> INSTRUCTIONS FOR THE TASK:
Copy out the Chen Cun article below in full, word for word.

> TEXT SECTION:
##############################

= Chen Cun =

Chinese novelist

Yang Yihua (杨遗华; born 1954), who writes under the pen name Chen Cun (陈村), is a Hui Chinese novelist known for his stories about the zhiqing experience during the Cultural Revolution. He is also one of the pioneers of electronic literature in China.

==Biography==
Yang Yihua was born in Shanghai in 1954. His father, a Han Chinese factory worker, died a few months before the future writer was born. He was raised by his mother, at that time an active Hui Muslim, although she later abandoned the practice of Islam during the Cultural Revolution. The writer still identifies himself as a Hui, and a "half-Muslim," although he does not worship in any mosque either.

At the time of the Cultural Revolution, the intermediary school he was attending was closed and he was sent to work in a factory and then as an assistant barber. The school was then reopened, but after obtaining his certificate, he became part of the zhiqing experiment and in 1971 was sent to a rural area near Wuwei, Anhui, where he settled in a village called Chen Cun, whose name he will later adopt as a literary pseudonym.

He acquired some agricultural skills there, but also started writing short stories, although he did not find a magazine ready to publish them. In 1975, he was diagnosed with a degenerative rheumatic disease and sent back to Shanghai. He had to walk with crutches and was assigned to work in a factory with other handicapped people. After the Cultural Revolution, Shanghai Normal University opened again in 1977, and he enrolled in a course of Political Education. His condition, however, worsened and he tried to commit suicide in 1978, although he later learned to live with his illness and found solace in creative writing.

He graduated in 1980 and started working as a teacher, but in 1983 the success of his short stories published under the pen name Chen Cun persuaded him that he could be a full-time writer, a position he has maintained with the support of the Shanghai Writers Association.

==Zhiqing tales==
His zhiqing experience is at the center of a significant part of Chen Cun's production. His approach was original with respect to both the scar literature denouncing the horrors of the Cultural Revolution and the Maoist propaganda praising its good intentions. Chen Cun exhibited a "love-hate" relationship both with the policies of the Chinese Communist Party and the zhiqing experiment.

##############################

> RAW DATA:
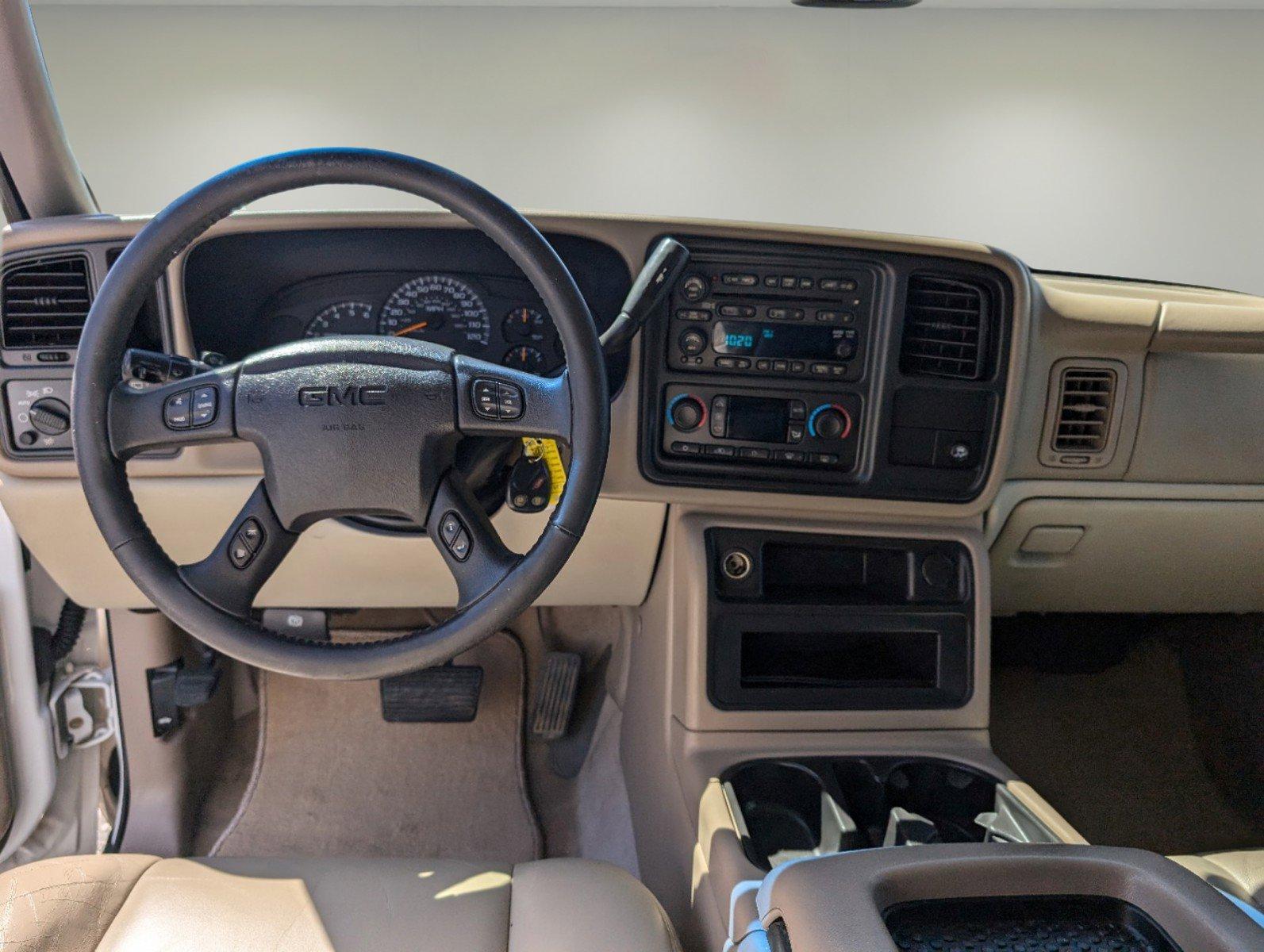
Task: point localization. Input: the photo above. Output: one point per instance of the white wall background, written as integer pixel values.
(1110, 142)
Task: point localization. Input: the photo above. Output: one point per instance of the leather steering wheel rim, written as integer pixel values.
(104, 473)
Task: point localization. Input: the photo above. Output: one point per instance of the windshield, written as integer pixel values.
(1082, 140)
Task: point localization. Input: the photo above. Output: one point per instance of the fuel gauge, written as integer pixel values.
(524, 325)
(524, 358)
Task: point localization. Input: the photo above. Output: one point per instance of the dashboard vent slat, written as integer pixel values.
(43, 302)
(944, 328)
(1085, 405)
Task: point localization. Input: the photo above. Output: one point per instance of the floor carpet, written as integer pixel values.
(1095, 712)
(332, 777)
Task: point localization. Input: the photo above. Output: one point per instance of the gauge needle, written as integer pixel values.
(411, 328)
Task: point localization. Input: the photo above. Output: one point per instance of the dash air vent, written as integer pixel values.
(1082, 420)
(43, 302)
(944, 328)
(1083, 410)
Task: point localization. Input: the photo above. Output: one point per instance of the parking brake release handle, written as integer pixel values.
(660, 272)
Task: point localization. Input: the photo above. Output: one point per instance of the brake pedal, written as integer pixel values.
(436, 696)
(555, 694)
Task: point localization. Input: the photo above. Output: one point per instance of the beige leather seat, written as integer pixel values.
(145, 904)
(1240, 873)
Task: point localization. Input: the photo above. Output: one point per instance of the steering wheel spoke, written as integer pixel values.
(501, 401)
(466, 538)
(244, 558)
(172, 415)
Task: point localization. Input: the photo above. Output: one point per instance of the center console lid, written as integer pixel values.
(999, 896)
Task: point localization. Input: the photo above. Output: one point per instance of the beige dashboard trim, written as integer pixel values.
(332, 566)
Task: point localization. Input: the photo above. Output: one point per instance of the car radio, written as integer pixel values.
(771, 320)
(754, 426)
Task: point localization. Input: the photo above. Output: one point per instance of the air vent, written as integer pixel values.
(944, 328)
(44, 302)
(1085, 402)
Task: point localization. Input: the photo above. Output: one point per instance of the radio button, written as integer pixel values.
(686, 413)
(692, 343)
(720, 417)
(837, 285)
(694, 289)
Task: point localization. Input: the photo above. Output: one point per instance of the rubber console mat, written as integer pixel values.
(332, 777)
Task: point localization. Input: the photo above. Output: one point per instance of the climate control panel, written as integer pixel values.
(763, 428)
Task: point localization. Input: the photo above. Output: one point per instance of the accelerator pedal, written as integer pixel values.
(436, 696)
(555, 694)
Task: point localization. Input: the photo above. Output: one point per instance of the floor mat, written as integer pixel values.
(332, 777)
(1093, 713)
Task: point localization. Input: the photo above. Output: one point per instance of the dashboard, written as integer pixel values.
(816, 376)
(451, 287)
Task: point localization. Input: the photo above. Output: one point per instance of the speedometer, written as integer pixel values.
(343, 317)
(437, 308)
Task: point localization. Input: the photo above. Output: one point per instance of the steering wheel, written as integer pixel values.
(344, 425)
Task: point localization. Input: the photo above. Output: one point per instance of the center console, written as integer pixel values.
(990, 898)
(827, 370)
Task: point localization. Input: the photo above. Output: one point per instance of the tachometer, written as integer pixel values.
(343, 317)
(437, 308)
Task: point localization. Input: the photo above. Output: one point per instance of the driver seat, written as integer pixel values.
(133, 902)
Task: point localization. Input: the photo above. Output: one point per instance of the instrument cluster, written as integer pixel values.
(496, 319)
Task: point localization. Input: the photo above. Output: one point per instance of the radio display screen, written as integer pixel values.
(758, 420)
(773, 340)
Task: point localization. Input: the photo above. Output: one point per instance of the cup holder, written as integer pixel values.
(789, 809)
(784, 812)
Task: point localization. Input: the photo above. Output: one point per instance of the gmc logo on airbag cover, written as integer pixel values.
(366, 396)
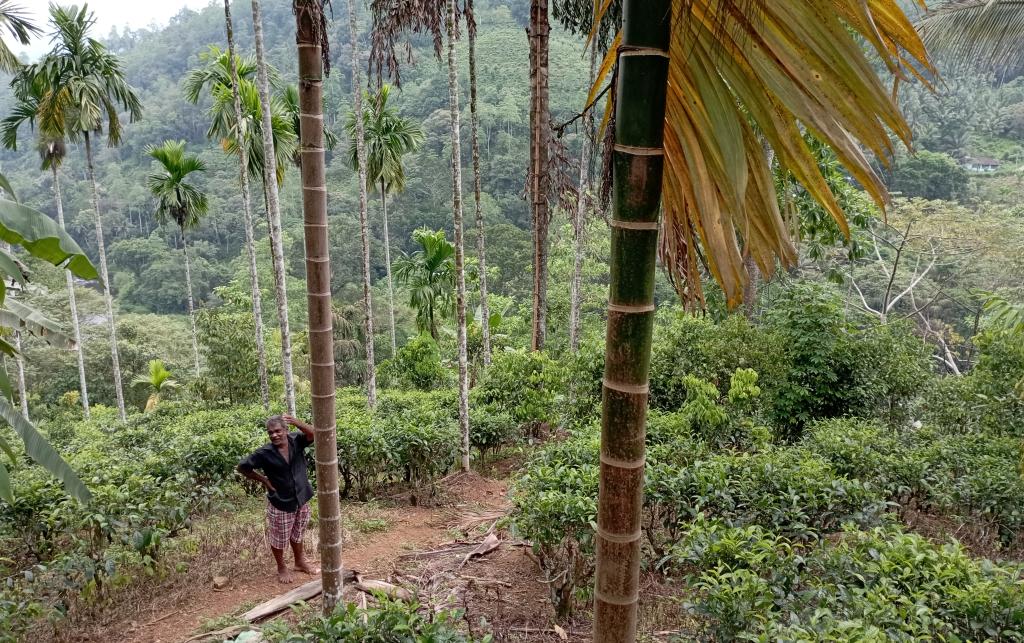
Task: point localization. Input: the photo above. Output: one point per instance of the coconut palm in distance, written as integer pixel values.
(388, 138)
(180, 202)
(699, 85)
(82, 90)
(429, 275)
(158, 383)
(13, 19)
(51, 151)
(982, 33)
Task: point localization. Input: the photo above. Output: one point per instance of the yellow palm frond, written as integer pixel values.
(748, 73)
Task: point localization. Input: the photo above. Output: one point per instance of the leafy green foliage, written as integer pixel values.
(418, 365)
(387, 622)
(877, 585)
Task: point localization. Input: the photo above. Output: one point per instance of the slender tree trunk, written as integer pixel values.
(580, 220)
(360, 155)
(460, 259)
(101, 250)
(273, 211)
(308, 23)
(73, 304)
(539, 179)
(192, 303)
(638, 165)
(23, 392)
(264, 386)
(387, 264)
(474, 128)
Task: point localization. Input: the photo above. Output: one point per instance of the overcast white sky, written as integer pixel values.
(109, 13)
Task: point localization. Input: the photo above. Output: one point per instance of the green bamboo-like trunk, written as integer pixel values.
(638, 164)
(308, 35)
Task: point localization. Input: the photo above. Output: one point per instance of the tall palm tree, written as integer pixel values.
(429, 275)
(539, 33)
(460, 261)
(439, 18)
(310, 34)
(388, 137)
(474, 134)
(698, 85)
(158, 383)
(358, 136)
(242, 126)
(51, 151)
(14, 19)
(273, 209)
(82, 88)
(181, 202)
(976, 32)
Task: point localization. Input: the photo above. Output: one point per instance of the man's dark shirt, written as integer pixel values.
(289, 478)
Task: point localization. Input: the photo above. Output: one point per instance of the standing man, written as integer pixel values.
(284, 475)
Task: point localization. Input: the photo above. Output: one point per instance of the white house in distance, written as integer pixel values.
(980, 164)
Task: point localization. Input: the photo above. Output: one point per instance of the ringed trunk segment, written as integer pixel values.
(638, 164)
(321, 330)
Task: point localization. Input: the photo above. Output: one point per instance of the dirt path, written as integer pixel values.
(182, 611)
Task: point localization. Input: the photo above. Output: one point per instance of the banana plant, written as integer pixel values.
(41, 238)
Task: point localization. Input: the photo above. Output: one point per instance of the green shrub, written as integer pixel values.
(974, 478)
(696, 346)
(417, 366)
(880, 585)
(388, 622)
(522, 384)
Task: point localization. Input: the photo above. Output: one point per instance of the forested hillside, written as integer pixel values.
(793, 408)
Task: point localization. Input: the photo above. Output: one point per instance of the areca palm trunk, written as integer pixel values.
(474, 128)
(23, 392)
(73, 304)
(638, 163)
(308, 23)
(539, 178)
(460, 259)
(387, 264)
(101, 250)
(264, 386)
(580, 219)
(360, 156)
(273, 210)
(192, 304)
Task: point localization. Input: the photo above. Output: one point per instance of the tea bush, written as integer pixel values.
(973, 477)
(388, 622)
(876, 585)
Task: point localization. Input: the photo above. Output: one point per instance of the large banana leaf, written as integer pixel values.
(16, 315)
(745, 74)
(39, 449)
(43, 239)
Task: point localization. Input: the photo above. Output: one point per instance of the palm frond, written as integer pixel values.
(979, 33)
(742, 72)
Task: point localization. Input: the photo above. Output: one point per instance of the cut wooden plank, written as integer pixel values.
(393, 591)
(301, 593)
(272, 606)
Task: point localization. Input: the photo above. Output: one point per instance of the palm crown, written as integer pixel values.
(388, 138)
(177, 199)
(79, 84)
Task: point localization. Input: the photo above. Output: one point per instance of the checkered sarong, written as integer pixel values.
(283, 526)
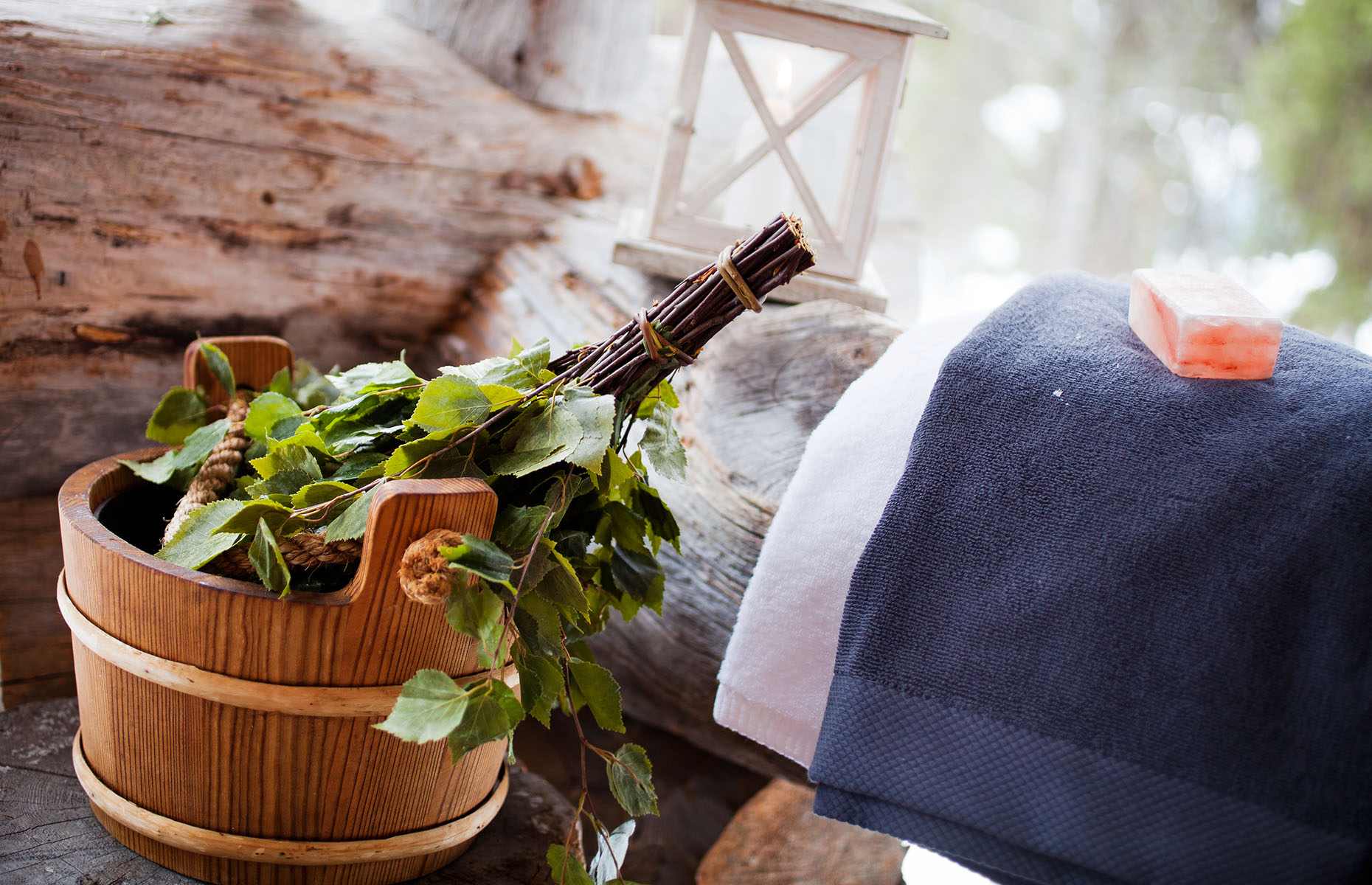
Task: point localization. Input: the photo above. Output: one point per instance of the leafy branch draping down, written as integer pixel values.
(578, 526)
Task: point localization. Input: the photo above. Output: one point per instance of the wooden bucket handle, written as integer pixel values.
(255, 360)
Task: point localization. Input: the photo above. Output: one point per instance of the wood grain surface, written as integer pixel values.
(777, 840)
(49, 835)
(748, 406)
(311, 169)
(255, 773)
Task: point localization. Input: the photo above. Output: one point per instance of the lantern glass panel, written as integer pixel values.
(729, 132)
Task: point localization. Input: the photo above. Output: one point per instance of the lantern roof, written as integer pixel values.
(885, 14)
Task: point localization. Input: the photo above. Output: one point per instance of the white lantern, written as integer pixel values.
(781, 106)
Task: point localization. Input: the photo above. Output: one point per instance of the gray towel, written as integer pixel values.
(1116, 625)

##############################

> RESULT:
= Chen Cun =

Chinese novelist

Yang Yihua (杨遗华; born 1954), who writes under the pen name Chen Cun (陈村), is a Hui Chinese novelist known for his stories about the zhiqing experience during the Cultural Revolution. He is also one of the pioneers of electronic literature in China.

==Biography==
Yang Yihua was born in Shanghai in 1954. His father, a Han Chinese factory worker, died a few months before the future writer was born. He was raised by his mother, at that time an active Hui Muslim, although she later abandoned the practice of Islam during the Cultural Revolution. The writer still identifies himself as a Hui, and a "half-Muslim," although he does not worship in any mosque either.

At the time of the Cultural Revolution, the intermediary school he was attending was closed and he was sent to work in a factory and then as an assistant barber. The school was then reopened, but after obtaining his certificate, he became part of the zhiqing experiment and in 1971 was sent to a rural area near Wuwei, Anhui, where he settled in a village called Chen Cun, whose name he will later adopt as a literary pseudonym.

He acquired some agricultural skills there, but also started writing short stories, although he did not find a magazine ready to publish them. In 1975, he was diagnosed with a degenerative rheumatic disease and sent back to Shanghai. He had to walk with crutches and was assigned to work in a factory with other handicapped people. After the Cultural Revolution, Shanghai Normal University opened again in 1977, and he enrolled in a course of Political Education. His condition, however, worsened and he tried to commit suicide in 1978, although he later learned to live with his illness and found solace in creative writing.

He graduated in 1980 and started working as a teacher, but in 1983 the success of his short stories published under the pen name Chen Cun persuaded him that he could be a full-time writer, a position he has maintained with the support of the Shanghai Writers Association.

==Zhiqing tales==
His zhiqing experience is at the center of a significant part of Chen Cun's production. His approach was original with respect to both the scar literature denouncing the horrors of the Cultural Revolution and the Maoist propaganda praising its good intentions. Chen Cun exhibited a "love-hate" relationship both with the policies of the Chinese Communist Party and the zhiqing experiment.